■ **Given passage**:

"Monetary Authority of Singapore (Amendment) Bill 2017" - Second Reading Speech by Mr Ong Ye Kung, Minister for Education (Higher Education and Skills) and Second Minister for Defence, on behalf of Mr Tharman Shanmugaratnam, Deputy Prime Minister and Minister-in-charge of the Monetary Authority of Singapore, on 4 July 2017

1     Madam Speaker, on behalf of the Minister-in-charge of MAS, I beg to move, "That the Bill be now read a second time".

Background

2     The basic aim of MAS’ regulatory regime is to ensure that the financial system is sound and resilient, especially in relation to external shocks. Our methods have been broadly effective, as Singapore has withstood tumultuous episodes such as the Asian Financial Crisis of 1997 and Global Financial Crisis of 2008. The IMF, in its last Financial Sector Assessment Programme of Singapore in 2013, concluded that Singapore’s regulatory and supervisory regimes for its financial system are amongst the best globally.  

3     Notwithstanding, we need to update our laws and regulations that deal with resolution, so as to ensure effective handling of a financial institution (FI) that gets into serious trouble, and especially to avoid contagion or a loss of confidence in the system. Our entire supervisory system is geared to reduce the risk of an FI in Singapore failing, but it is not possible to rule out such an eventuality, especially as our financial system is closely integrated with the global financial system.

■ **Data rows**:
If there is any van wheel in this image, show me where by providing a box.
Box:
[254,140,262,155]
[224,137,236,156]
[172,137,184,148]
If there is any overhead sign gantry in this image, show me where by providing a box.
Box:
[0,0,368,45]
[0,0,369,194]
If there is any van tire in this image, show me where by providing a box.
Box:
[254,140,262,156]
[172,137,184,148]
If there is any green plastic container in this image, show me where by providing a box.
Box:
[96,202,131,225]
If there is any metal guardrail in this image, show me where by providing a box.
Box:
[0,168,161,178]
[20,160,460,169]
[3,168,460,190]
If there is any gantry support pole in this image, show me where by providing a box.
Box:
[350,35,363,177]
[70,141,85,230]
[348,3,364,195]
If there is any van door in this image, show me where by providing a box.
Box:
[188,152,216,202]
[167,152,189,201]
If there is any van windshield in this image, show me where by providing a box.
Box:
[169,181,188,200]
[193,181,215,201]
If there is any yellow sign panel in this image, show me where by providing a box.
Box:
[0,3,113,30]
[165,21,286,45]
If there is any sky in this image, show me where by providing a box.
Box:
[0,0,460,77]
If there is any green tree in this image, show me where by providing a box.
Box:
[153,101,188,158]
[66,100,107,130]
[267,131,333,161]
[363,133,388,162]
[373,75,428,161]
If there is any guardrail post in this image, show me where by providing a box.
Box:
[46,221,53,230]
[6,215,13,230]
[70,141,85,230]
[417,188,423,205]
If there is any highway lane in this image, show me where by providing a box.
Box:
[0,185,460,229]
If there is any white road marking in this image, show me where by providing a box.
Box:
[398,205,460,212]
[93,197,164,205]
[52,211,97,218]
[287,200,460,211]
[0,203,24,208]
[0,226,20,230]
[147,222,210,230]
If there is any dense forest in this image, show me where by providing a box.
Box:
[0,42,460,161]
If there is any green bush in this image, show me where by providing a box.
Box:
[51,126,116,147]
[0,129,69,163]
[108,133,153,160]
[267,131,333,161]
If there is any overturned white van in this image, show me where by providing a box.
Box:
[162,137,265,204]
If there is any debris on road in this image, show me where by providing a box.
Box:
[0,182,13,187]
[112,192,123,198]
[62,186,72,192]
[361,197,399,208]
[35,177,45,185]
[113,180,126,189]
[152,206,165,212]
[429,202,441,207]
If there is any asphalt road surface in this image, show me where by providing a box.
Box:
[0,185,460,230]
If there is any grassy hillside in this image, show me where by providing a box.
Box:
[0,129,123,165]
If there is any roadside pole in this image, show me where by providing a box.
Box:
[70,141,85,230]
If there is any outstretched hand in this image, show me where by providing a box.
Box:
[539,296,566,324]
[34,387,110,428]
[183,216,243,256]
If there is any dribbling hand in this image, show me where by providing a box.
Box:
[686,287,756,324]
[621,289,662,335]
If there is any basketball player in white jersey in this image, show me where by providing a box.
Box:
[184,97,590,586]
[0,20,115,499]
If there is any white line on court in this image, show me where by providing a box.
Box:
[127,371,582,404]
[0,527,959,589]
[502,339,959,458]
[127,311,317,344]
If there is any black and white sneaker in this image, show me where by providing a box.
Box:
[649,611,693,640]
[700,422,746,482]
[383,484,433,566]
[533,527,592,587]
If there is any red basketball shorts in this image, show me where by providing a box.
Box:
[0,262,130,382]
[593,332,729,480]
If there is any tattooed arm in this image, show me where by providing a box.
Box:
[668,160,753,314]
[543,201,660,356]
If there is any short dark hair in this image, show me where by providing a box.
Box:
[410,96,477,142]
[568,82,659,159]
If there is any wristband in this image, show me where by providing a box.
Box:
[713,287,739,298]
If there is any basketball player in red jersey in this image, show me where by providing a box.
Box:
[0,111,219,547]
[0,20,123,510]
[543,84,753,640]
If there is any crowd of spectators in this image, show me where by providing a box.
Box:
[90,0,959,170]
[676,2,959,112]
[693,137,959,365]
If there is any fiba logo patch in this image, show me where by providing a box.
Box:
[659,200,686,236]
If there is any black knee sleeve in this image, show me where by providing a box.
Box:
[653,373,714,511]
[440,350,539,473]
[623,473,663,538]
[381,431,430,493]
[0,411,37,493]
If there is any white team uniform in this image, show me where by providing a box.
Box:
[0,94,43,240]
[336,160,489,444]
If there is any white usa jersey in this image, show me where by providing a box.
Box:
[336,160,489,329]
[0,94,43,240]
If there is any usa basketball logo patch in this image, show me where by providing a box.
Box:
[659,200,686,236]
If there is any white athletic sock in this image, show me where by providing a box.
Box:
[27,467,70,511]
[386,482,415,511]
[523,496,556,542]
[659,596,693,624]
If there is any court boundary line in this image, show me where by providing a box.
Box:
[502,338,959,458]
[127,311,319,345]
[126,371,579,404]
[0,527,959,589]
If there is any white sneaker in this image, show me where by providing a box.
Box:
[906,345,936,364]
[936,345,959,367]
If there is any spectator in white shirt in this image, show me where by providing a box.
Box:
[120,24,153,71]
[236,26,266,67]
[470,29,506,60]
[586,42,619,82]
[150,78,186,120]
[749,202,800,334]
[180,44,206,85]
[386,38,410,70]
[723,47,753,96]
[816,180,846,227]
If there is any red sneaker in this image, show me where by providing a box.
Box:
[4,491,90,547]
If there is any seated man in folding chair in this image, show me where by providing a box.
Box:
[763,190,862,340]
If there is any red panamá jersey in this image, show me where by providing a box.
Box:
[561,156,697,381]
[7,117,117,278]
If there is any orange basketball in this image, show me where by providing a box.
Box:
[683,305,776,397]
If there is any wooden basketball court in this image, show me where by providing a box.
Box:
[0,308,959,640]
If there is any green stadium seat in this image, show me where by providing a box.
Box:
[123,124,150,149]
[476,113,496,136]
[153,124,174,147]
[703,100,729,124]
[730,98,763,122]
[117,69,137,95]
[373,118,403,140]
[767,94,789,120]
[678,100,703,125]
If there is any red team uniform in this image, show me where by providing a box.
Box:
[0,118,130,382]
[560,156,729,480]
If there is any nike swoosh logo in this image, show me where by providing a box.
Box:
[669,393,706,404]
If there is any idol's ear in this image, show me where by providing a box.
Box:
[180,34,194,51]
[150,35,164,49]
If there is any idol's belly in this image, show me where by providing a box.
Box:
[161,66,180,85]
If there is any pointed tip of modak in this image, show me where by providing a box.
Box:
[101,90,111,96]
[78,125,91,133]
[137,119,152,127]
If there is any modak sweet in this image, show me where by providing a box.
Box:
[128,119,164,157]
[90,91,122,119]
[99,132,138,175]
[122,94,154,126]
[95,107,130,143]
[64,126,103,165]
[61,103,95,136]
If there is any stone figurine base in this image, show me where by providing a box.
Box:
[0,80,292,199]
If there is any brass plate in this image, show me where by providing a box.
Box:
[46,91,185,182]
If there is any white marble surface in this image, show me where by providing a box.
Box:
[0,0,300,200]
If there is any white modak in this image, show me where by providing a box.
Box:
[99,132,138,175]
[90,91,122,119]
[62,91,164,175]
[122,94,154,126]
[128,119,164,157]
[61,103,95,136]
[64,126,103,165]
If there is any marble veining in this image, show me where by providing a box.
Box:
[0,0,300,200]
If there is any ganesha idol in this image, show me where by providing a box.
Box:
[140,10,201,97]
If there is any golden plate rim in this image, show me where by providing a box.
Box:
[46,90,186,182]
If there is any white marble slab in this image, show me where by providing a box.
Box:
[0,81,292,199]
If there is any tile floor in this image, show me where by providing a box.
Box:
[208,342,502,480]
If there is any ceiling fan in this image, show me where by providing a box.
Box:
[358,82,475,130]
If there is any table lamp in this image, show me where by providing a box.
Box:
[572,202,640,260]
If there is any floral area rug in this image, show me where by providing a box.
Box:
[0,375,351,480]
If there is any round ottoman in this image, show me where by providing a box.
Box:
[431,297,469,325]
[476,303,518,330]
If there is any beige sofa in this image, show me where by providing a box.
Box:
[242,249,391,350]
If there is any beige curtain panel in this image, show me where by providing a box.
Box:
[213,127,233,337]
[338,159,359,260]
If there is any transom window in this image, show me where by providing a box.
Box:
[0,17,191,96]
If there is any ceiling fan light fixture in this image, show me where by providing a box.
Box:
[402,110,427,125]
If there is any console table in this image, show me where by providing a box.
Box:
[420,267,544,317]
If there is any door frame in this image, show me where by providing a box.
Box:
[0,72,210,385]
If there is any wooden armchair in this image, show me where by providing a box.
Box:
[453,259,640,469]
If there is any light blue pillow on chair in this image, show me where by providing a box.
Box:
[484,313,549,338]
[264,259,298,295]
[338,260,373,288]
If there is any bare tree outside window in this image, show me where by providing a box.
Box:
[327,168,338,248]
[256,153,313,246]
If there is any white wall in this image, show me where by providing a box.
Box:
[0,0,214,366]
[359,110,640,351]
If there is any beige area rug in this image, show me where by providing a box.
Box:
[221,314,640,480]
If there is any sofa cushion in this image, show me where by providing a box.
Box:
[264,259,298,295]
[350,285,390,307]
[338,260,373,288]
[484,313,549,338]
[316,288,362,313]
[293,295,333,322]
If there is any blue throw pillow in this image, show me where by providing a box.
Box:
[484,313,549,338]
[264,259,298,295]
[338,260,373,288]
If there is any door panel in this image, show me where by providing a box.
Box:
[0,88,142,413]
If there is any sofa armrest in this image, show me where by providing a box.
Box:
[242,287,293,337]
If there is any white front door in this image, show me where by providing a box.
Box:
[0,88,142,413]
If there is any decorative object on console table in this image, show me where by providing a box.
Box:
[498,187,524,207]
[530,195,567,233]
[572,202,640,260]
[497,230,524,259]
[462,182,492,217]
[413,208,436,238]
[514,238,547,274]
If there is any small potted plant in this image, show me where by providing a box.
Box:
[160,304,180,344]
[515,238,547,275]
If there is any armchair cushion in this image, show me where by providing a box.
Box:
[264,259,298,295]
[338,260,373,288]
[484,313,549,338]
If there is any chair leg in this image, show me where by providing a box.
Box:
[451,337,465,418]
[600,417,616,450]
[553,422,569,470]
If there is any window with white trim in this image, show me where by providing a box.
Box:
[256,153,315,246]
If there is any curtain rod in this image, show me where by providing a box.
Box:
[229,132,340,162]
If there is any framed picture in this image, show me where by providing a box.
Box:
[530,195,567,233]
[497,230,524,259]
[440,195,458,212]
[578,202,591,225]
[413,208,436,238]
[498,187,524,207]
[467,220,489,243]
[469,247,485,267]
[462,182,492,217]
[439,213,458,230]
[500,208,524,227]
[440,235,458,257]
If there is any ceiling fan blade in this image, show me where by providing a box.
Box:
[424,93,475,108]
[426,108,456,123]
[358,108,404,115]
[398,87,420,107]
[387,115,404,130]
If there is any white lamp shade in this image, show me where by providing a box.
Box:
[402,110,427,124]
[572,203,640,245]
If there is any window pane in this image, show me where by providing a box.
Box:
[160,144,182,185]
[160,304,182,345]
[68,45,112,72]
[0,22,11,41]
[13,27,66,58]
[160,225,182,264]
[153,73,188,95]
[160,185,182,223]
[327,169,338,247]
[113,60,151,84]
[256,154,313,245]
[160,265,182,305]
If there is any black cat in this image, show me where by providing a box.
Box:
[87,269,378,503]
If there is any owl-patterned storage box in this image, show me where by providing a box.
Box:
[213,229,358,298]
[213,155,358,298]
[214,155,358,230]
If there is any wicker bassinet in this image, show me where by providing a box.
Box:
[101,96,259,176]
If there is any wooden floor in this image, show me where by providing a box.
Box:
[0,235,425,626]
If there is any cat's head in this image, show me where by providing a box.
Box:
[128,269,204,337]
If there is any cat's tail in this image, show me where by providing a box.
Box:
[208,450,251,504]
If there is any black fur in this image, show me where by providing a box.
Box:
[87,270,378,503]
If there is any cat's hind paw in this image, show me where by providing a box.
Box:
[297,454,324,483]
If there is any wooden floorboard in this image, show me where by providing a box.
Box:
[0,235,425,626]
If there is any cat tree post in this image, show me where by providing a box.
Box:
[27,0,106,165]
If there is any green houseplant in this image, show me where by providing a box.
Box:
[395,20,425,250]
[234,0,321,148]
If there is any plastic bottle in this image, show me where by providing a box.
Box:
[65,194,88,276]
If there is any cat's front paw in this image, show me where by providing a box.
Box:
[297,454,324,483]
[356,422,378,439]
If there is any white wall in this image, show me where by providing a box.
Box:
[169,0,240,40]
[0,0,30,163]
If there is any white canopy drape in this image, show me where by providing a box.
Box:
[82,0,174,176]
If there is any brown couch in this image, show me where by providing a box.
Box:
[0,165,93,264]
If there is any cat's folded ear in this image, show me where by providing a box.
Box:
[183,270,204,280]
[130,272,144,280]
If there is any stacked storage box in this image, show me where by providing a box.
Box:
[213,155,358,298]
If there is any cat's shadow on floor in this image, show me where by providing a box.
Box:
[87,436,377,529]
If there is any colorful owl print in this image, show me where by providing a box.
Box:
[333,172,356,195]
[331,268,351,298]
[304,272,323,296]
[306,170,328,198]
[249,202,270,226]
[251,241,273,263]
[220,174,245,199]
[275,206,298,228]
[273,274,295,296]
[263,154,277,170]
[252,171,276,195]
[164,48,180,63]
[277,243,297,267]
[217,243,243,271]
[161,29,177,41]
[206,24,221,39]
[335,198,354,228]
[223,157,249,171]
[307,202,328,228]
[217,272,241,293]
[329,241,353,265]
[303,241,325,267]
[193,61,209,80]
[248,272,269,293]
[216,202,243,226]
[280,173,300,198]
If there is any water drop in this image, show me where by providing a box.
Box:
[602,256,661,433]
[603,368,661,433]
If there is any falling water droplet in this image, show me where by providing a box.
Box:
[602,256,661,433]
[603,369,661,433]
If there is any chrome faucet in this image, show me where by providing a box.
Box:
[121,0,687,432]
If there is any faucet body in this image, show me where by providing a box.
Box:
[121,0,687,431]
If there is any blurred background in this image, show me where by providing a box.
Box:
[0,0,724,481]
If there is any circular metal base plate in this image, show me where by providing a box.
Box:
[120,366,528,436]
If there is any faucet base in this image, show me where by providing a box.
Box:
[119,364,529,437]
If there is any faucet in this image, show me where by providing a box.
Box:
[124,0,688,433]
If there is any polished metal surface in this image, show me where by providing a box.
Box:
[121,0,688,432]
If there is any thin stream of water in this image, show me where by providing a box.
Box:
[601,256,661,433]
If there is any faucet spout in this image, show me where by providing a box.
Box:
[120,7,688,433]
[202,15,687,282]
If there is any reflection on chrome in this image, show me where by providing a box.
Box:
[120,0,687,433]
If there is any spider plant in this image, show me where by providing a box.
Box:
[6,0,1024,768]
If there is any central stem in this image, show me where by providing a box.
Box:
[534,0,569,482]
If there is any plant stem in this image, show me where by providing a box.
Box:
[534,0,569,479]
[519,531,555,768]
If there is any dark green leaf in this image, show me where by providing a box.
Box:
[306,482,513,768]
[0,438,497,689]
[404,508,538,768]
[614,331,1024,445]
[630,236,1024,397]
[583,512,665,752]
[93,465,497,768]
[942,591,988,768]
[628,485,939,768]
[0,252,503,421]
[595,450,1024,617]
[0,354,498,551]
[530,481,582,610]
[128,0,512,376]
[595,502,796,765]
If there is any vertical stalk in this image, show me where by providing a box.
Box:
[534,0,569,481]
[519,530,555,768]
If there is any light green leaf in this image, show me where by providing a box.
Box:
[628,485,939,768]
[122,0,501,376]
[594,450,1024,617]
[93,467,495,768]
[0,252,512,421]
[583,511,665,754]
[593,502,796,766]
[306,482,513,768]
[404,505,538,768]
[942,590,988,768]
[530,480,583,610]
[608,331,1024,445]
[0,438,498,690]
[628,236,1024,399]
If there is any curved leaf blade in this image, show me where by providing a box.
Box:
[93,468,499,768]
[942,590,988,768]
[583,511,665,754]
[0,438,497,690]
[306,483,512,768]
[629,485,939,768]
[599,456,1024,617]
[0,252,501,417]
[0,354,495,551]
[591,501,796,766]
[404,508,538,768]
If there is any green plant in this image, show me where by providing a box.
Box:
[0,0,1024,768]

■ **What is asked**:
[A] Check each statement against the speech and answer yes or no, quoting the words that decide it: (i) A 2013 IMF assessment judged Singapore's regulatory and supervisory regimes to be among the best in the world. (ii) The speech claims that the supervisory system can rule out the failure of a financial institution in Singapore. (iii) Mr Tharman Shanmugaratnam delivered the speech himself.
[B] Rename "van" to "minivan" in the entries, from their first line down to the line containing "[0,185,460,229]", and write out only those lines with everything else unchanged.
The speech and the entries come from separate, unrelated sources.

■ **Task responses**:
[A]
(i) Yes: "concluded that Singapore’s regulatory and supervisory regimes for its financial system are amongst the best globally"
(ii) No: "it is not possible to rule out such an eventuality"
(iii) No: "by Mr Ong Ye Kung, Minister for Education (Higher Education and Skills) and Second Minister for Defence, on behalf of Mr Tharman Shanmugaratnam"

[B]
If there is any minivan wheel in this image, show me where by providing a box.
Box:
[254,140,262,155]
[224,137,236,156]
[172,137,184,148]
If there is any overhead sign gantry in this image, show me where by providing a box.
Box:
[0,0,368,45]
[0,0,369,194]
If there is any minivan tire in this image, show me where by providing a box.
Box:
[254,140,262,156]
[172,137,184,148]
If there is any green plastic container in this image, show me where by providing a box.
Box:
[96,202,131,225]
If there is any metal guardrail in this image, show me where by providing a box.
Box:
[0,168,161,178]
[20,160,460,169]
[3,168,460,190]
If there is any gantry support pole in this image, show me where by providing a box.
Box:
[350,35,363,177]
[70,141,85,230]
[348,3,364,195]
If there is any minivan door in this image, show me where by providing a box.
Box:
[188,152,216,202]
[167,152,189,201]
If there is any minivan windshield in this image, show me where by providing a box.
Box:
[169,181,188,200]
[193,181,215,201]
If there is any yellow sign panel in this image, show me where by providing a box.
Box:
[0,3,113,30]
[165,21,286,45]
If there is any sky in this image, show me where by providing a box.
Box:
[0,0,460,77]
If there is any green tree in this image, show me where by providing a box.
Box:
[153,101,188,158]
[66,100,107,130]
[267,131,333,161]
[363,133,388,162]
[373,75,428,161]
If there is any guardrail post in this image, show me where by providing a box.
Box:
[46,221,53,230]
[6,215,13,230]
[70,141,85,230]
[417,188,423,205]
If there is any highway lane in this image, show me where by providing a box.
Box:
[0,185,460,229]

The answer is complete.